Reproduce the listing below verbatim, line by line, without altering any wording, punctuation, or numbers.
↓
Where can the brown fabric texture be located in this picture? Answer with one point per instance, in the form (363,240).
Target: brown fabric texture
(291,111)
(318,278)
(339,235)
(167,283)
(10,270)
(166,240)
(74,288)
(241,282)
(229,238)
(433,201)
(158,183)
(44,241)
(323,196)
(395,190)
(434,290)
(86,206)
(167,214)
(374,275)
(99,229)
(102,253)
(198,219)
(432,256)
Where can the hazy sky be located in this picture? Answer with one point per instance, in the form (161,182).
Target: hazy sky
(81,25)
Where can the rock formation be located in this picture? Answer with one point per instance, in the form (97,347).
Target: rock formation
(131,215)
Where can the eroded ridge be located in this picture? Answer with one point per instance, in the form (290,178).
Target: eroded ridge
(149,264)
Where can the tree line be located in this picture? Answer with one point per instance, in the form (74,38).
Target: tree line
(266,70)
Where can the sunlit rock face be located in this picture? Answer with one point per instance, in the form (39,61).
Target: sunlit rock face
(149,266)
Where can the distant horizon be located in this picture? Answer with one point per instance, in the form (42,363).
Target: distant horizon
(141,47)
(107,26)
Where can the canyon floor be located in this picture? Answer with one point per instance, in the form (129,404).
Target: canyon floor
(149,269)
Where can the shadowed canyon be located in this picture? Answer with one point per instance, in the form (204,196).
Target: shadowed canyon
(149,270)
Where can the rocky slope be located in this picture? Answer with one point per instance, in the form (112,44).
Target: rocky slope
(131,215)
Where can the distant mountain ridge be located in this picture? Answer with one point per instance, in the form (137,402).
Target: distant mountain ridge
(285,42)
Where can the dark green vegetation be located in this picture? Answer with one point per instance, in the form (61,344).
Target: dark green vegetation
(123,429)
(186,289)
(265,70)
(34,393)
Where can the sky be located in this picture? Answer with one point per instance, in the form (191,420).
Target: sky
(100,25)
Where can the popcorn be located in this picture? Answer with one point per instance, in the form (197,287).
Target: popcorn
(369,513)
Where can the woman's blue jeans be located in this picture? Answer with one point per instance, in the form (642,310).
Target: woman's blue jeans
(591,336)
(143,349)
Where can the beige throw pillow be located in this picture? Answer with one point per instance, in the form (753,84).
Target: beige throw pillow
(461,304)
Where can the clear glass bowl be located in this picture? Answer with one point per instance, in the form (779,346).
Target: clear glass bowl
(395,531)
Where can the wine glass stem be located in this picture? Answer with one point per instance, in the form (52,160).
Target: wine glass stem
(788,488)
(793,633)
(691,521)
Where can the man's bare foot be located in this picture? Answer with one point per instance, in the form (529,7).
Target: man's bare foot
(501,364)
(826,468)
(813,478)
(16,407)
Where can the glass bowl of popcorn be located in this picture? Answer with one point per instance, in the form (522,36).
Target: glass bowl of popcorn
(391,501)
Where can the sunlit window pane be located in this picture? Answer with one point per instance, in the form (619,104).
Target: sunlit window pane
↑
#### EXERCISE OUTPUT
Where can the brown fabric texture be located in this picture? Answer with one point per instance, in the form (363,240).
Target: brown fabric texture
(291,111)
(318,278)
(339,235)
(167,283)
(10,270)
(166,240)
(74,288)
(241,282)
(229,238)
(433,201)
(158,183)
(44,241)
(323,196)
(395,190)
(434,290)
(86,206)
(167,214)
(374,275)
(99,229)
(102,253)
(198,219)
(432,256)
Where can the hazy sky be located in this picture? Answer with one point per instance, in the form (161,182).
Target: hazy sky
(81,25)
Where can the rock formation be located in this picture? Answer with one point per instance, in the form (97,347).
Target: rock formation
(131,215)
Where can the eroded ridge be located in this picture? Answer with one point per instance, in the form (290,178).
Target: eroded ridge
(149,264)
Where can the tree line be located in this picture? Answer with one point per instance, in the form (74,38).
Target: tree line
(266,70)
Where can the sunlit rock face be located in this picture? Answer with one point per instance, in the form (39,61).
Target: sunlit rock face
(149,266)
Where can the distant horizon be located in this picture? Answer with one point per instance, in the form (42,363).
Target: distant horizon
(141,47)
(107,26)
Where can the canyon floor be located in this picture? Answer with one point per instance, in the form (129,404).
Target: canyon floor
(149,269)
Where can the shadowed canyon be located in this picture? Answer with one point per instance, in the form (204,196).
Target: shadowed canyon
(149,270)
Where can the rocky slope be located in this picture? Answer with one point per instance, in the form (112,44).
Target: rocky slope
(131,215)
Where can the distant mountain ridge be located in this picture? Answer with one point per instance, in the form (137,402).
Target: distant mountain ridge
(285,42)
Where can the dark green vegetation be located in this picture? Answer with one point per instance, in the form (61,344).
Target: dark green vegetation
(123,429)
(186,289)
(265,70)
(34,393)
Where can the sky be located in this picture? Answer with one point per instance, in the form (191,420).
Target: sky
(100,25)
Where can the popcorn be located in this picture? Answer with one point per instance, in the form (197,287).
Target: popcorn
(369,513)
Where can the woman's blue jeans be located in this picture? Answer with one point per instance, in the form (642,310).
Target: woman's blue jeans
(591,336)
(143,349)
Where can the beige throw pillow be located in this picture? Answer with one point per instance, in the form (753,84).
Target: beige throw pillow
(461,304)
Where can the clear glass bowl be located in this picture? Answer with one point per instance, in the form (779,346).
Target: clear glass bowl
(395,531)
Where can the wine glass stem be located in this picture? Answer with one point per instance, in the form (52,160).
Target: wine glass stem
(788,488)
(793,633)
(691,521)
Where can the man's bare foot be located in this picture? Answer with one point per instance, in the form (529,7).
Target: man's bare foot
(501,364)
(826,468)
(813,478)
(16,407)
Where can the glass bowl of popcorn be located in this picture? Answer with one point per instance, in the form (522,36).
Target: glass bowl of popcorn
(391,501)
Where can the sunlit window pane be located in this picture? Answer with one point per instance, in the form (619,104).
Target: sunlit window pane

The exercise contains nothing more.